**Text shown:**
Comment by MPSimmons

19 hours ago

Oh, I'm interested - do you have any docs with human responses to that?

“Car Wash” test with 53 models

https://news.ycombinator.com/item?id=47031580

  • "Correct" is pushing it, the question is too vague if approached as a genuine question and not a gotcha. I've actually had literal experiences where I wanted to wash my car and walked to a car wash in the past. That was me collecting the car, and there is an argument that would be a valid walk answer.

    If we require logical rigour there isn't enough context in the question. If we allow for informal language then there are absolutely situations where cars get washed and people walk 50 meters to the car wash. It is a reasonable guess that the car is already at the wash and you have a 2nd car, given the question is being asked. It's a slight leap, but it is an inference that makes the question meaningful and so it is one that could be made.

    I'd assume the LLMs are just failing at spatial reasoning, because AFAIK they're terrible at it. But both answers are justifiable because we don't know where the car is and have to make assumptions.

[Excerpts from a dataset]
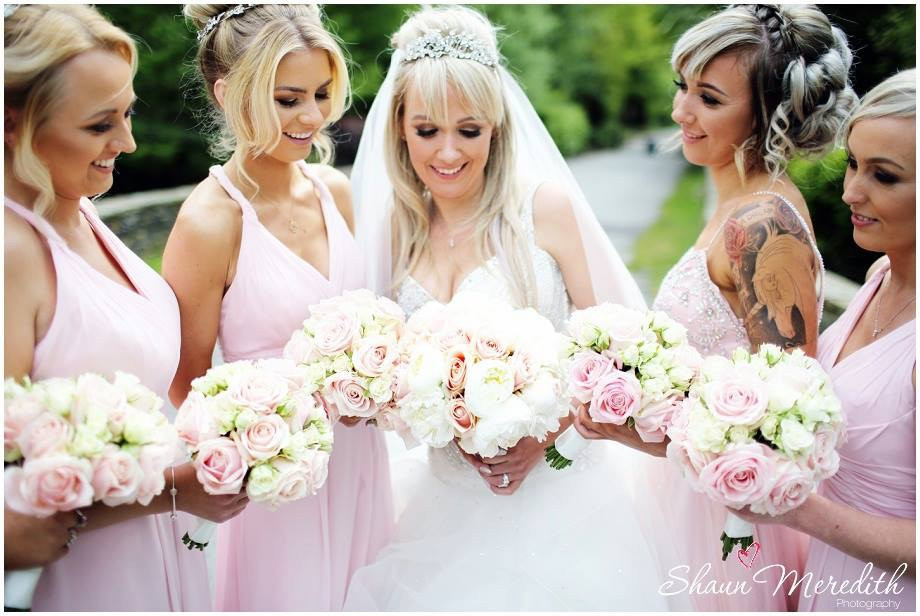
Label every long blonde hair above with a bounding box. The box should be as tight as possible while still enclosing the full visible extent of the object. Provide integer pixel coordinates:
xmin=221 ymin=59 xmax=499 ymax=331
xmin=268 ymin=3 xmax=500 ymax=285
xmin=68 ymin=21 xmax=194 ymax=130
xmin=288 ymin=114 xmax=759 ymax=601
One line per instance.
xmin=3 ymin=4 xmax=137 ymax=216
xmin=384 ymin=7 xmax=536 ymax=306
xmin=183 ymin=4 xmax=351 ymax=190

---

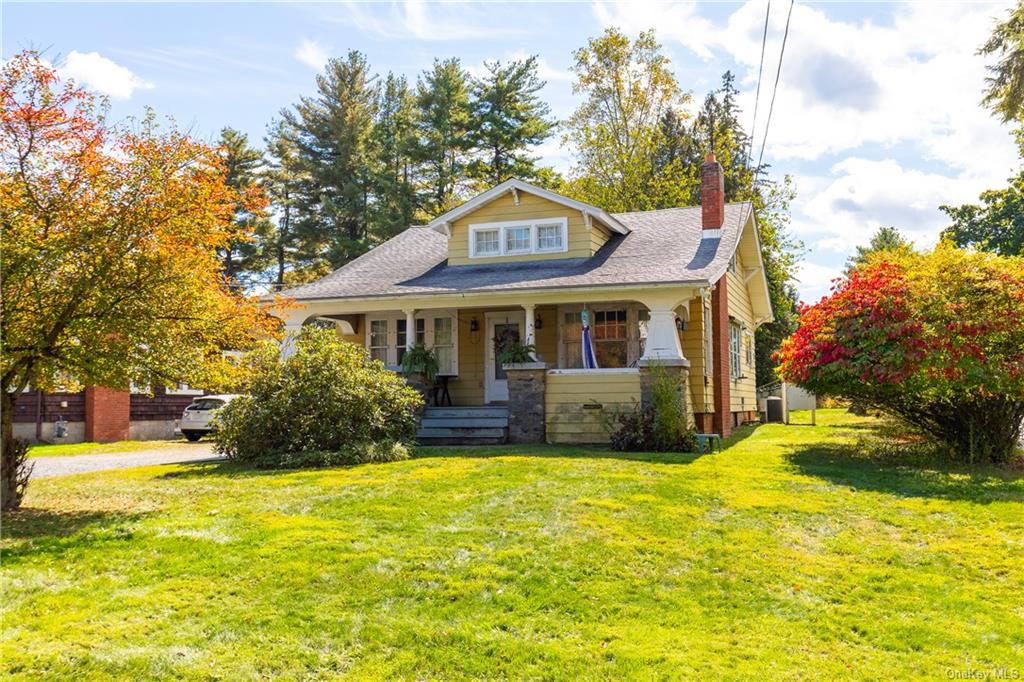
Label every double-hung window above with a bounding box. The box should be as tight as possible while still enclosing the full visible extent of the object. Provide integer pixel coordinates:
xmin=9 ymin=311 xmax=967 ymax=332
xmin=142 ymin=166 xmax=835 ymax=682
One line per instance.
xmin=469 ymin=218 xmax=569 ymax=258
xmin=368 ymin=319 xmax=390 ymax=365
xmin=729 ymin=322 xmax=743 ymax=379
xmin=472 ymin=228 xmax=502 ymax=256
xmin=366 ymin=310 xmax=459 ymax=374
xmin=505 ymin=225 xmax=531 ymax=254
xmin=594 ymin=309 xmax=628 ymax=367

---

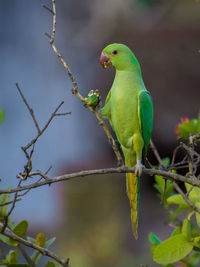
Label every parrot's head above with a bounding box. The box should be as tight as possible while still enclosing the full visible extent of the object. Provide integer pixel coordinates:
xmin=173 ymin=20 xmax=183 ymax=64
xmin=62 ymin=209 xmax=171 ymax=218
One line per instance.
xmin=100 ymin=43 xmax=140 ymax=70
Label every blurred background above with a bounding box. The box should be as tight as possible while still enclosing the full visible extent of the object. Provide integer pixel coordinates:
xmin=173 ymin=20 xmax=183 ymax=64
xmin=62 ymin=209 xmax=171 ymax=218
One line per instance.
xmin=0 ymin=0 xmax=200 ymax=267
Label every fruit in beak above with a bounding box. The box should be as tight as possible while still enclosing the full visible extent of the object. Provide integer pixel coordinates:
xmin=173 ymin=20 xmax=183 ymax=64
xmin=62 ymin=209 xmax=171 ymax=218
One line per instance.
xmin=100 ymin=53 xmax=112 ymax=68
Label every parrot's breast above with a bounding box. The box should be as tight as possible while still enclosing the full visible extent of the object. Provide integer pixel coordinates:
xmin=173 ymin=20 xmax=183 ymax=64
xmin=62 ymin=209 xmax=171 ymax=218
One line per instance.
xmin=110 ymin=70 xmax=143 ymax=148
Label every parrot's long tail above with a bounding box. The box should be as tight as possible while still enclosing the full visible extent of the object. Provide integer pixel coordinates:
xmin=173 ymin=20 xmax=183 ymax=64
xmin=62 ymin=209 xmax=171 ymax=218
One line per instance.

**To do:**
Write out the part of the car wash thread that opens with the words containing "19 hours ago" and closes with "valid walk answer.", substituting "trick question" for "gotcha".

**Task solution:**
19 hours ago

Oh, I'm interested - do you have any docs with human responses to that?

“Car Wash” test with 53 models

https://news.ycombinator.com/item?id=47031580

  • "Correct" is pushing it, the question is too vague if approached as a genuine question and not a trick question. I've actually had literal experiences where I wanted to wash my car and walked to a car wash in the past. That was me collecting the car, and there is an argument that would be a valid walk answer.